Goal: Reproduce the data below word for word, changing nothing.

Data for this exercise:
++++++++

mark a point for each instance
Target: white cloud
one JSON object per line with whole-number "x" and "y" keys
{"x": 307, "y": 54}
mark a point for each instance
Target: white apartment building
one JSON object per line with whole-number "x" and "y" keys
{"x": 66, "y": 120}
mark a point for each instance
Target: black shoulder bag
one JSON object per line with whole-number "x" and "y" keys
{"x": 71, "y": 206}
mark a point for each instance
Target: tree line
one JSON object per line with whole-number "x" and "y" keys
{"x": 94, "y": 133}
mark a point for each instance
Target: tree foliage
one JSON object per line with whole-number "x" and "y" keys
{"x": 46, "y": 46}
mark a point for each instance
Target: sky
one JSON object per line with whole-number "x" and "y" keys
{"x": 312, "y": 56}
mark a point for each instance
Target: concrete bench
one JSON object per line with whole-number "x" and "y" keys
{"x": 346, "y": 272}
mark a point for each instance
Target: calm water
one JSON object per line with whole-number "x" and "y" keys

++++++++

Answer:
mark a point for each instance
Target: white cloud
one JSON object per line with whole-number "x" and "y" keys
{"x": 307, "y": 54}
mark a point for each instance
Target: white apartment building
one JSON object per line with whole-number "x" and "y" keys
{"x": 66, "y": 120}
mark a point for each instance
Target: black shoulder bag
one JSON object per line with whole-number "x" and "y" keys
{"x": 71, "y": 206}
mark a point for each instance
Target: tree line
one JSON object per line with whole-number "x" and "y" keys
{"x": 94, "y": 133}
mark a point for each instance
Target: tree foliage
one JSON object per line with whole-number "x" and "y" keys
{"x": 46, "y": 46}
mark a point for each instance
Target: sky
one JSON object per line with whole-number "x" and "y" keys
{"x": 312, "y": 56}
mark a point for each instance
Target: concrete bench
one JSON object per line with whole-number "x" and "y" keys
{"x": 346, "y": 272}
mark a point for each instance
Target: calm water
one JSON object per line with whole-number "x" and "y" keys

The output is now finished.